Directive 1 ::
In the record reviews, what song co-written by Kaplan Kaye was recorded by Wyclef Jean?
Directive 2 ::
Please carry the record reviews on from their final sentence.

───── Selection ─────

The Cavalry Twill - All You Need Is Love

Label: MGM
Year of Release: 1967

Another Beatles cover for your delectation, good readers, except unlike most Beatles covers this does actually attempt to shake the original arrangement up a bit to create something fresh-sounding.  This version of "All You Need Is Love" is an instrumental which attempts to outdo George Martin in terms of ambitious arrangements, adding frills and flourishes along the way which in places make the original tune reasonably hard to recognise if you're only half-listening.  For all that, however, it still manages to poke its head through all the tinsel when it comes to the chorus, and given that "All You Need Is Love" was never the finest Beatles single in my book - the "event" of the live global satellite broadcast overshadowing the rather basic tune - it's an easy track to take liberties with.

This was almost certainly a one-off studio experiment with leanings towards the easy listening market, and so far as I can ascertain The Cavalry Twill didn't release anything else, or at least not under that name.  It would seem that Neil Levenson was heavily involved in this - he is credited for production work and the gentle song "The Girl" on the flip.  He was a songwriter based in the USA who is perhaps best known for penning the song "Denise" for his group Randy and the Rainbows, which later became a huge hit for Blondie under the title "Denis".  This really is just a tiny footnote in his discography next to that effort.

4 April 2013

Willy Zango And The Mechanics - Hot Rod/ Goom

Label: Jam
Year of Release: 1973

Sometimes, just sometimes, rock thrills come from the dumbest of places.  For some people that might involve The Ramones thrashing away whilst throwing idiot slogans about the shop, for others that might be primal sixties garage rock, but in truth, the seventies glam rock movement had plenty of slack-jawed brilliance to spare too.

This one is no exception.  Consisting initially of a burst of engine noise then bursting into stomping rhythms, buzzing and swooping analogue synth noises and men who were probably old enough to know better chanting "Hot Rod! Hot Rod, Hot Rod!" incessantly like children on a themed day out at Silverstone racing track, it's like The Peppers' "Pepper Box" smashing into an Earl Brutus recording session.  The first time I heard this, I found myself completely involuntarily pumping my fist in the air.

Willy Zango or his Mechanics failed to chart with this, but there was a follow-up single on DJM entitled "The Voice of Melody" which had "Hot Rod" on its B-side.  Peculiarly, "The Voice of Melody" appeared to be a protest song against dance-orientated music and its invasion against lilting melodic sounds, but it barely contained any itself, consisting instead of pissed-off gravelly vocals and a dumb riff.  It also wasn't very good, unfortunately.

I suspect that actor, songwriter and performer Kaplan Kaye, the author and producer of both sides on offer here, is responsible for all this daftness.  Kaye seems to have penned many seventies discs under a number of bizarre guises (among them Puzzle and Bendy Dog) and perhaps more credibly co-wrote the song "If I Was President" which was recorded by Wyclef Jean.  Less credibly, but more amusingly from our point of view, he also played on the John McEnroe baiting novelty smash "Chalk Dust - The Umpire Strikes Back".

───── Information supplied ─────

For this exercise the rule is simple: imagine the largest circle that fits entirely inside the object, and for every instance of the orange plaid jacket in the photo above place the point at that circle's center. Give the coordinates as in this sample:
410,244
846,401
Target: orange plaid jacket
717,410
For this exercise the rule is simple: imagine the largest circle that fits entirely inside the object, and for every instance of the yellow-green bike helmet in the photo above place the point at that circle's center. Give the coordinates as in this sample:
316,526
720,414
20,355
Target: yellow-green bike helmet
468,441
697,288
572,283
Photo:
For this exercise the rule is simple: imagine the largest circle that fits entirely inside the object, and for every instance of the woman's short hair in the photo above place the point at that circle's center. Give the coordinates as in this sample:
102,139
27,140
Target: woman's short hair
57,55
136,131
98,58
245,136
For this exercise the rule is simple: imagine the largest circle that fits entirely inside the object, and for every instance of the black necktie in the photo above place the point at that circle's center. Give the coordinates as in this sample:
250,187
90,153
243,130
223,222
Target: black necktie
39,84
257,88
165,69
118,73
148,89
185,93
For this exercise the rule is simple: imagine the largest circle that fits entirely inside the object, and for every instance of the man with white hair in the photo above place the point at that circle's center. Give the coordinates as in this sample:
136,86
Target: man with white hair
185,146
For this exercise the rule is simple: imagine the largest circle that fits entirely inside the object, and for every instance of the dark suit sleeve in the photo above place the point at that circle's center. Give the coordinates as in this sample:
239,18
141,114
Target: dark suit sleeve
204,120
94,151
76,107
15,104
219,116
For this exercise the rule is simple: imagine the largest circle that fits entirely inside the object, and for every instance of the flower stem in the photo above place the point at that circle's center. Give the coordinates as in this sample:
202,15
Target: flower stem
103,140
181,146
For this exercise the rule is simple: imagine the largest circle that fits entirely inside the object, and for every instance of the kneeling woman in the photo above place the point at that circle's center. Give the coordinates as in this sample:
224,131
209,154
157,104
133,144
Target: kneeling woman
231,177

─────

Expected output 1 ::
"If I Was President"

Expected output 2 ::
I'm more impressed with this than either of those tunes, however, and I'm incredibly glad this brilliant piece of absurdity got out of the traps.

1 April 2013

The Village East - Building With A Steeple/ Tumblin' Down

Label: MGM
Year of Release: 1967

I'm not really too sure why or what's happened, but a freightload of American Sunshine Pop records - a lot of them on MGM, and almost all of them relatively obscure - seem to have washed up on British shores in recent months.  Some collectors assumed that this one never made it past the promo stage, for example, but here's the stock copy as living proof, live and at large in the UK.

"Building With A Steeple" is probably the best example I've found yet, scrubbing away any edgy credibility it might have with a Christian message and yet sounding so downright lovely it's hard to understand how anyone could resist.  There's not much originality present here as the vocal harmonies and arrangements echo the likes of The Mamas and Papas, but crucially it's not inferior to their work in any way and was clearly extremely unlucky not to have sold in greater quantities.  There's a yearning to the vocals and an intricacy to the delicately strummed and plucked arrangements which would soothe the most troubled soul, and like all the best West Coast sounds from the period it sounds simultaneously lush and sincere.  The very concept of sanctuary in a church on a blazing hot Californian day sounds thoroughly appealing here.

Sadly, The Village East didn't release any singles after this one effort, as apparently the lead singer (whose name I've been unable to locate) immediately left to pursue an unsuccessful career as a solo artist after this flopped.  There's a sense that a lot of potential was wasted here, and my guess is that if they'd released some more tracks of a similar quality they may have broken through.  As for the song, it was also recorded by The Eighth Day (with a near-identical arrangement) and Frank Sinatra Jr.